§ EXTRAIT À LIRE
---

Chronique d’archives. Entre colonialisme et adaptation : les récits d’infirmières canadiennes et américaines en milieux autochtones (1930-1970)

Publié le 18 juin 2019

Par Myriam Lévesque, candidate à la maîtrise en histoire, Université Laval

The nurse, Nan Gallagher, on St. Lawrence Island, (Elinor D. Gregg, «A Federal Nursing Service above the Arctic Circle», The American Journal of Nursing, Vol. 36, No. 2, 1936, p. 131-132)

Les années 1930 marquent, aux États-Unis, la mise en place par le Bureau des Affaires indiennes (BAI) d’un nouveau programme en matière de services médicaux pour les populations autochtones. Largement influencée par la publication du Meriam Report[1], l’administration augmente les services en matière d’assistance médicale, privilégie l’éducation en santé publique et accroît le nombre d’infirmières sur le terrain, en particulier dans les régions excentrées[2]. La réforme est caractérisée par deux objectifs clairs : tout en souhaitant l’amélioration globale de la santé dans les communautés, le BAI souhaite se départir de ses prérogatives envers elles et vise leur assimilation et leur intégration.

Près de deux décennies plus tard, au Canada, ce même rapport influence la réorganisation et l’expansion du « Service de santé des Indiens » (Indian Health Services) au lendemain de la Seconde Guerre mondiale[3]. En misant principalement sur la prévention et l’éducation en santé publique, le Service vise à atteindre les régions éloignées et nordiques auparavant non desservies[4] et s’appuie ainsi essentiellement sur le travail de médecins itinérants et d’un nombre important d’infirmières ambulantes et saisonnières[5]. En ce sens, les infirmières américaines et canadiennes, dans un intervalle de quelques années, occupent une place centrale dans ces stratégies coloniales qui surpassent les frontières, où elles deviennent des représentantes médicales de première ligne auprès des populations locales. Tout en fournissant l’essentiel des soins, elles favorisent néanmoins aussi leur assimilation. Si cette stratégie coloniale change de voie aux États-Unis à partir des années 1950, elle est maintenue au Canada jusqu’à la fin des années 1970.

Dans cette optique, je souhaite mettre en parallèle le travail de ces infirmières pour comprendre leur position à l’égard des populations qu’elles desservent et les systèmes de santé coloniaux qui les emploient.  En prenant en compte les particularités nationales et les expériences individuelles, je pose l’hypothèse que tout en partageant collectivement les idéologies assimilatrices de leurs administrations respectives, les infirmières doivent adapter leur pratique. En effet, malgré l’influence importante des stratégies coloniales qui circulent de part et d’autre des frontières, les infirmières se seraient ajustées aux populations qu’elles soignent en fonction des spécificités locales des différentes communautés autochtones, notamment au niveau des organisations sociales et politiques. Afin d’y parvenir, je m’appuierai sur les récits d’infirmières américaines et canadiennes ayant travaillé dans des milieux autochtones entre 1930 et 1970, publiés dans deux revues d’infirmières : The Canadian Nurse et The American Journal of Nursing. En les analysant avec une lunette transnationale, ces récits me permettront d’identifier les points communs entre les infirmières sur les plans idéologique et professionnel, mais également leurs similarités dues à leur travail en contexte colonial et aux dynamiques de pouvoir qu’elles établissent avec les populations autochtones. J’aurai ainsi une vision à grande échelle du travail de chacune, mais également un point de vue local des stratégies coloniales.

---

§ Entrées de données enregistrées
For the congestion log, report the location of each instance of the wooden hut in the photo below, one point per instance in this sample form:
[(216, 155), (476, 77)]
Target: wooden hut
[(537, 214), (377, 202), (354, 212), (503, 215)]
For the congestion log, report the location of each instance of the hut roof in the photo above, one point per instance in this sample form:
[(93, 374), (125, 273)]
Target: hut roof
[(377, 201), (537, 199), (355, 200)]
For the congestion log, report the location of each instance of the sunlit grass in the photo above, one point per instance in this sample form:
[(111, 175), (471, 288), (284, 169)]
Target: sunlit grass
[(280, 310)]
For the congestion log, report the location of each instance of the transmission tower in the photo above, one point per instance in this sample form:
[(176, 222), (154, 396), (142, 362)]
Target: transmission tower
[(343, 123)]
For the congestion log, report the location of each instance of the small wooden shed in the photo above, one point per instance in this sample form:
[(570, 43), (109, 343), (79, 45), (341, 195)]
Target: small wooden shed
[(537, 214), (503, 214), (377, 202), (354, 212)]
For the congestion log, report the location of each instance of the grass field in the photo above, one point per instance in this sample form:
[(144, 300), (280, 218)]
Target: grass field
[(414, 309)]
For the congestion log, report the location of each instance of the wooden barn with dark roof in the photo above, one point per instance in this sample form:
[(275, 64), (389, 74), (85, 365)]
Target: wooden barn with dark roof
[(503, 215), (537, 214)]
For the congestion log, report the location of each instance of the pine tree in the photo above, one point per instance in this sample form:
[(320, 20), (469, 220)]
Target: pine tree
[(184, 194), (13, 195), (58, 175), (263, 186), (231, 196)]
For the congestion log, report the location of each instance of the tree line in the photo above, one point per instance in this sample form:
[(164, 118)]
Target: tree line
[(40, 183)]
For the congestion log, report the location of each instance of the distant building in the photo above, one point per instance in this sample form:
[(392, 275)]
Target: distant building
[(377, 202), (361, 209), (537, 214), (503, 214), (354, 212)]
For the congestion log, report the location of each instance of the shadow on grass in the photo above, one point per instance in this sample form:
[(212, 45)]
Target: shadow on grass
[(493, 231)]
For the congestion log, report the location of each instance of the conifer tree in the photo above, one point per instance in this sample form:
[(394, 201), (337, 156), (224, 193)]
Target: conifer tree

---

§ LISTE DES TÂCHES
**a.** Indiquez si chacun des énoncés suivants concorde avec la chronique sur les infirmières en milieux autochtones, en répondant par oui ou par non et en citant mot pour mot le passage décisif : (i) Au Canada, la stratégie coloniale est maintenue jusqu'à la fin des années 1970. (ii) Les récits étudiés proviennent de trois revues d'infirmières. (iii) Le Service de santé des Indiens est réorganisé avant la Seconde Guerre mondiale.
**b.** Poursuivez la chronique sur les infirmières en milieux autochtones à partir de sa dernière phrase.

§ RÉPONSES ATTENDUES
**a.**
(i) Oui : « elle est maintenue au Canada jusqu’à la fin des années 1970 ».
(ii) Non : « publiés dans deux revues d’infirmières : The Canadian Nurse et The American Journal of Nursing ».
(iii) Non : « au lendemain de la Seconde Guerre mondiale ».

**b.**
Le Canadian Nurse et l’American Journal of Nursing : Des espaces transnationaux de diffusion

Le Canadian Nurse (CN) et l’American Journal of Nursing (AJN) naissent tous les deux d’une volonté des associations d’infirmières du début du XXe siècle de produire un journal pour et par les infirmières[6]. Du côté des Américaines, la revue est créée au même moment que l’Associated Alumnae of Trained Nurses of the United States est fondée, soit en 1900[7].  Le CN, lancé en 1905, est quant à lui rapidement acheté en 1916 par l’Association nationale canadienne des infirmières, formée moins d’une décennie plus tôt, en 1907[8]. Dans les deux cas, les revues sont envoyées mensuellement aux membres des organisations, ce qui assure une importante circulation de l’information à l’intérieur du cadre national. Néanmoins, nous pouvons penser que les revues circulent également en dehors de leurs frontières respectives, créant ainsi un espace transnational de diffusion en matière de soins et pratique infirmière. En effet, les deux associations nationales qui les ont créés font partie du Conseil international des infirmières, qui affirme en 1912 vouloir forger « une identité professionnelle partagée[9] ». Il n’est donc pas surprenant qu’en 1929, l’infirmière Jean Wilson publie un article sur l’Association canadienne des infirmières dans l’AJN[10]. En ce sens, les deux revues représentent des espaces de diffusion transnationaux au sein desquels les idées, les pratiques et les expériences vécues des infirmières circulent au-delà de la frontière canado-américaine.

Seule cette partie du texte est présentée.